### Extracted text
--- START ---
Cytoplasmic IRE1alpha-mediated XBP1 mRNA splicing in the absence of nuclear processing and endoplasmic reticulum stress

Abstract

Accumulation of unfolded proteins in the endoplasmic reticulum (ER) activates an intracellular signal transduction program termed the unfolded protein response (UPR). In mammalian cells, the UPR is signaled in part through dimerization of ER membrane-localized IRE1alpha to activate its protein kinase and endoribonuclease activities. Activated IRE1alpha cleaves XBP1 mRNA at two sites to initiate an unconventional splicing reaction. The 5' and 3' fragments are subsequently joined by an RNA ligase activity, thereby removing a 26-base intron. This splicing reaction creates a translational frameshift to produce a functional XBP1 transcription factor. However, the cellular location and physiological processes required for splicing of XBP1 mRNA are not well characterized. To study these processes, XBP1 mRNAs were engineered in which translation of enhanced green fluorescence protein or luciferase required splicing of the XBP1 intron. Using cell lines that continuously or transiently express these reporter constructs, we show that cytoplasmic unspliced XBP1 mRNA is efficiently spliced by activated IRE1alpha and requires ongoing cellular transcription but not active translation. The XBP1 intron was effectively removed from RNA substrates transcribed from T7 RNA polymerase or delivered directly to the cytoplasm by RNA transfection, thus indicating that the splicing reaction does not require nuclear processing of the RNA substrate. Analysis of nuclear and cytoplasmic RNA fractions demonstrated that XBP1 mRNA splicing occurs in the cytoplasm. Moreover, an artificial F(v)-IRE1alphaDeltaN was engineered that was able to splice XBP1 mRNA upon chemical-induced dimerization. These findings demonstrate that IRE1alpha dimerization is sufficient to activate XBP1 mRNA splicing in the absence of the UPR. We propose that XBP1 mRNA cytoplasmic splicing provides a novel mechanism to rapidly induce translation of a transcription factor in response to a specific stimulus.
--- END ---
Could you condense the paragraph of the XBP1 splicing abstract that begins "Accumulation of unfolded proteins" into a short bulleted list that keeps its main facts? The data comes from a separate source unrelated to the abstract.

### Information shown
--- START ---
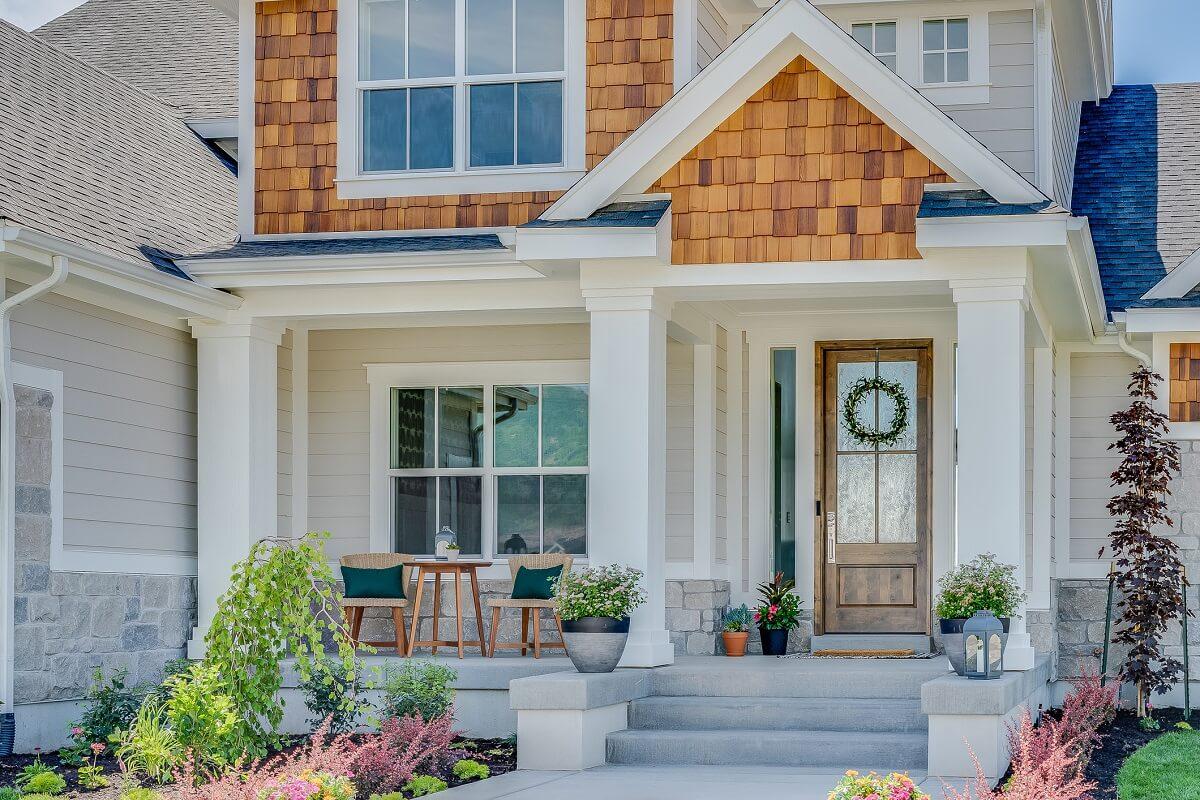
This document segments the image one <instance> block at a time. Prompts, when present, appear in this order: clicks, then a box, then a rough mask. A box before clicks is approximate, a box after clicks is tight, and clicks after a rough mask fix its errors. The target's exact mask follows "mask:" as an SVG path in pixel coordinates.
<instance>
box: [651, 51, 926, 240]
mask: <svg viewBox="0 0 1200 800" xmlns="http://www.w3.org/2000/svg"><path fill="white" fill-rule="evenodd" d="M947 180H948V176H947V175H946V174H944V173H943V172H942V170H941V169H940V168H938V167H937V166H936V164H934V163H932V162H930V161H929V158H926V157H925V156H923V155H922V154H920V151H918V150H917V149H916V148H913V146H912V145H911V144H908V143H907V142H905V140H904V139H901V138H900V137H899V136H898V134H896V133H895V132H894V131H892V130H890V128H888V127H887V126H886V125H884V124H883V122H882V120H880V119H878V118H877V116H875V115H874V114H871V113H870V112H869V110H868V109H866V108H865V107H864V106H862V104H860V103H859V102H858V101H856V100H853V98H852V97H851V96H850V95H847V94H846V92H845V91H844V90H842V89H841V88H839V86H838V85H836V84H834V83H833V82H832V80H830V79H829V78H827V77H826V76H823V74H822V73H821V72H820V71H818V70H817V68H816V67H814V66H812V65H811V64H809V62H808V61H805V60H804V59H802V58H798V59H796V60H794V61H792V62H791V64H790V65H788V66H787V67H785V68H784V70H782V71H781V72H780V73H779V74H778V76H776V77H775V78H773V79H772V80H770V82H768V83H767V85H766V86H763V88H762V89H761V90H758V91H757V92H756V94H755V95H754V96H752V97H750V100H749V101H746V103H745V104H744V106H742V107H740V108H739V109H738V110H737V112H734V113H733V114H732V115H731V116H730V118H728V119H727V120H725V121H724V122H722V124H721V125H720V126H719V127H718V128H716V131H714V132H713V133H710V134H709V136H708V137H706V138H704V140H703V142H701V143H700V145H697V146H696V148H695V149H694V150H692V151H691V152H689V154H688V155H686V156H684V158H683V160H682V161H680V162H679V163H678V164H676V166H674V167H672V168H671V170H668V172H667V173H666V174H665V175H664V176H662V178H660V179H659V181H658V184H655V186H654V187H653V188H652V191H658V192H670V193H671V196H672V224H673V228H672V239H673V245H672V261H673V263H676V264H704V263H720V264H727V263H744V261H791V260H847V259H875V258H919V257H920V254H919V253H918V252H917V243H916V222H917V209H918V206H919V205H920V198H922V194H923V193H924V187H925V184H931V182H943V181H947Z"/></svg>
--- END ---
### Answer section
- Unfolded proteins accumulating in the endoplasmic reticulum (ER) trigger the unfolded protein response (UPR).
- In mammalian cells, the UPR signals partly through dimerization of ER membrane-localized IRE1alpha, which activates its kinase and endoribonuclease activities.
- Activated IRE1alpha cuts XBP1 mRNA at two sites. An RNA ligase activity joins the fragments and removes a 26-base intron. The resulting frameshift yields a functional XBP1 transcription factor.
- The cellular location and the processes needed for this splicing were not well characterized.
- Reporter XBP1 mRNAs were built so that translation of enhanced green fluorescence protein or luciferase required removal of the intron.
- Cytoplasmic unspliced XBP1 mRNA was efficiently spliced by activated IRE1alpha. Splicing required ongoing transcription but not active translation.
- The intron was removed from RNA made by T7 RNA polymerase and from RNA transfected directly into the cytoplasm, so no nuclear processing is needed.
- Nuclear and cytoplasmic RNA fractions showed that splicing occurs in the cytoplasm.
- An engineered F(v)-IRE1alphaDeltaN spliced XBP1 mRNA after chemical-induced dimerization. This shows that IRE1alpha dimerization alone can activate splicing without the UPR.
- The authors propose that cytoplasmic XBP1 splicing is a novel way to rapidly induce translation of a transcription factor in response to a specific stimulus.